## start Input records

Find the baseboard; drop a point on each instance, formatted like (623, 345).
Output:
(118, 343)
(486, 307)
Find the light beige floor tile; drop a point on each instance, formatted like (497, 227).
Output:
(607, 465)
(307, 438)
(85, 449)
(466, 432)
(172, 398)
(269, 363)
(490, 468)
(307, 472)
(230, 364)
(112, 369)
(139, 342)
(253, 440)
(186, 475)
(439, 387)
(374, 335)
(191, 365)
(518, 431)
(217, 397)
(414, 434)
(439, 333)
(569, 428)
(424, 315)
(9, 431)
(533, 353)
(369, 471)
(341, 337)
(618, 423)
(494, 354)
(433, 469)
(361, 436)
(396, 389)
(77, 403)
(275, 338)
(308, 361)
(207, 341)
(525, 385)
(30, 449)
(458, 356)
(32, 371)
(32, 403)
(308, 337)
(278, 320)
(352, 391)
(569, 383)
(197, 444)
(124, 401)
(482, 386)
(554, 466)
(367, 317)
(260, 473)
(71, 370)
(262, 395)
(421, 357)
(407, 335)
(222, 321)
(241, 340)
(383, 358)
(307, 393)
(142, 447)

## end Input records

> _Aim of the task_: Reproduce all of the records above line for line, with no changes.

> _Answer in full_:
Find the baseboard; drop a point on each instance, formatted like (623, 345).
Output:
(118, 343)
(486, 307)
Find the light beige floor tile; drop a point on each instance, formatted like (497, 227).
Output:
(607, 465)
(307, 438)
(85, 449)
(466, 432)
(172, 398)
(269, 363)
(490, 468)
(307, 472)
(230, 364)
(112, 369)
(139, 342)
(253, 440)
(186, 475)
(439, 387)
(374, 335)
(191, 365)
(518, 431)
(217, 397)
(414, 434)
(439, 333)
(569, 428)
(424, 315)
(9, 431)
(533, 353)
(369, 471)
(341, 337)
(618, 423)
(494, 354)
(433, 469)
(361, 436)
(396, 389)
(77, 403)
(275, 338)
(308, 361)
(207, 341)
(525, 385)
(30, 449)
(458, 356)
(32, 371)
(32, 403)
(308, 337)
(278, 320)
(352, 391)
(569, 383)
(197, 444)
(124, 401)
(482, 386)
(554, 466)
(367, 317)
(260, 473)
(71, 370)
(262, 395)
(421, 357)
(407, 335)
(222, 321)
(241, 340)
(383, 358)
(307, 393)
(142, 447)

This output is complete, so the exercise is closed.